## Text to read
DC Coop Day Sessions

Thanks to everyone who made it out on Saturday, October 27 for our first DC Coop Day!

If you missed it, or just want a recap, session descriptions and speakers are all listed below. We’ll also be adding notes (and in some cases recordings) of the sessions here, as we collect them.

We’d also like to thank our sponsors once again! Thanks for helping us pull it off!

Session 1: Narrative History of Coops in DC

  • Facilitator: Johanna Bockman
  • Speakers: David Walker, Takoma Park Silver Spring Food Coop; Takoma Park Silver Spring Food Coop; Reginald Luckett, Capitol Cab; Leta Mach, Greenbelt Cooperatives

Session 1: Housing Coops in DC

  • Facilitator: Ajowa Ifateyo
  • Speakers:
  1. Cynthia Torruella, president of Covington Family Association Co-op at 18th and Columbia Road in D.C.  The residents had to “move like lightning” when the owner tried to turn the building over to a developer and undermine their “first right” to purchase their building and make it a co-op.
  2. Audrey Hendricks, member of a market-rate housing cooperative in D.C.
  3. Takada Harris, President of the Ella Jo Baker Intentional Community Cooperative, a limited equity cooperative organized for social activists, in the Columbia Heights neighborhood of D.C.
  4. Ann Hill, president of the Potomac Association of Housing Cooperatives, and President of the board of the Second Northwest Co-op at 5th and N St. NW, DC.  PAHC is comprised of housing cooperatives in D.C. and Baltimore, and includes HUD housing cooperatives.
  5. Ryan McAllister, co-founder of Maitri House, House, an intergenerational intentional community — a single house with about 18 residents in Takoma Park, MD. Their community is a case study of the Sustainable Economies Law Center.He is also the coordinator NotJustSkin, a volunteer organization that supports the well-being of children and parents.
  6. Dominic Moulden, a member of ONE DC, who has helped develop or worked with the following cooperatives:  1422 W Street, Northwest – Spirit of W Street Cooperative, 700 Madison Street, Northwest, 1701-1703 Euclid Street, Northwest – Malcolm X Cooperative, 1213 10th Street, NW, Duncan Cooperative, MLK Latino Cooperative.  He has also been a part of 36 Q Street, Northwest Owners Association and Washington Hill Mutual Homes
  7. Amanda Huron, professor at UDC who has researched housing cooperatives in DC lives in a housing cooperative.
  8. Lester Cuffie, a member of the DC Housing Coalition and consultant to UDC on housing co-ops.

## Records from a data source
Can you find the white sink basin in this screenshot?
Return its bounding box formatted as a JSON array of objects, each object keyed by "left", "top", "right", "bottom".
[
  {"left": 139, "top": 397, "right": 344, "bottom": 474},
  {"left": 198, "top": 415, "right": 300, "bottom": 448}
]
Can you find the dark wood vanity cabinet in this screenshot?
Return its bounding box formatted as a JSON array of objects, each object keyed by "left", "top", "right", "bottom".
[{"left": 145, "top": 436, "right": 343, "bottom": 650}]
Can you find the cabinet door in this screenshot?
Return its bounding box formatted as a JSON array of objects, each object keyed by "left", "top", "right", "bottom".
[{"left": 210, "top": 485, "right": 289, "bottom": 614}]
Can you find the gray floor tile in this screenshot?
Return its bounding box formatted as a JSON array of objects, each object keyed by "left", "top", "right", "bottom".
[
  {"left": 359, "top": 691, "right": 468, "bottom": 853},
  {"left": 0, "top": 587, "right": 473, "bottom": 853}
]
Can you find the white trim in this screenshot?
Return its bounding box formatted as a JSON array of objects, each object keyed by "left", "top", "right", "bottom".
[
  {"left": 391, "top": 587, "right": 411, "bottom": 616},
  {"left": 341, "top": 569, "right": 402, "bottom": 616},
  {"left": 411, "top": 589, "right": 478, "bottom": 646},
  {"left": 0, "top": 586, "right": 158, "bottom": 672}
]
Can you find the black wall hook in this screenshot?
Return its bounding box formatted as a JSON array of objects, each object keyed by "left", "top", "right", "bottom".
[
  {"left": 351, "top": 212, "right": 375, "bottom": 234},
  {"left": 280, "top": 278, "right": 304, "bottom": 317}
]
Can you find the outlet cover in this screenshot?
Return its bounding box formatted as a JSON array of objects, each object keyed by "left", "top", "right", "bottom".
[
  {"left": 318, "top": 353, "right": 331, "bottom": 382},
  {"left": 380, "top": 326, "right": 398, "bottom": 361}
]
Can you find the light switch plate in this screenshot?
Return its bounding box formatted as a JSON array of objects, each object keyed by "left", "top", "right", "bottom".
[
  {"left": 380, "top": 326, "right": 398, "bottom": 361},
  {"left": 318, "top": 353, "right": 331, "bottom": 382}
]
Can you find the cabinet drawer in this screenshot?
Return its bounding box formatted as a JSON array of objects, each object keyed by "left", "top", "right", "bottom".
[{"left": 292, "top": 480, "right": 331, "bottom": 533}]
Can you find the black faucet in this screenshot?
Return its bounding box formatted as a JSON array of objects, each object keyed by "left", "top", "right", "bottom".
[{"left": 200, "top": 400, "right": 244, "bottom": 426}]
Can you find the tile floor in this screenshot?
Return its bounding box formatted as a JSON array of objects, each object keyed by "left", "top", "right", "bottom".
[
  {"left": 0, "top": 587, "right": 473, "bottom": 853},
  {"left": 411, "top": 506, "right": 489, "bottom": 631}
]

## Given request 1
Reproduce the DC Coop Day page word for word, starting at "Session 1: Housing" and ending at "neighborhood of D.C.".
## Given request 2
According to the DC Coop Day page, why did the residents of the Covington Family Association Co-op have to "move like lightning"?

## Reply 1
Session 1: Housing Coops in DC

  • Facilitator: Ajowa Ifateyo
  • Speakers:
  1. Cynthia Torruella, president of Covington Family Association Co-op at 18th and Columbia Road in D.C.  The residents had to “move like lightning” when the owner tried to turn the building over to a developer and undermine their “first right” to purchase their building and make it a co-op.
  2. Audrey Hendricks, member of a market-rate housing cooperative in D.C.
  3. Takada Harris, President of the Ella Jo Baker Intentional Community Cooperative, a limited equity cooperative organized for social activists, in the Columbia Heights neighborhood of D.C.

## Reply 2
The owner tried to turn the building over to a developer, which would have undermined the residents' "first right" to purchase their building and make it a co-op.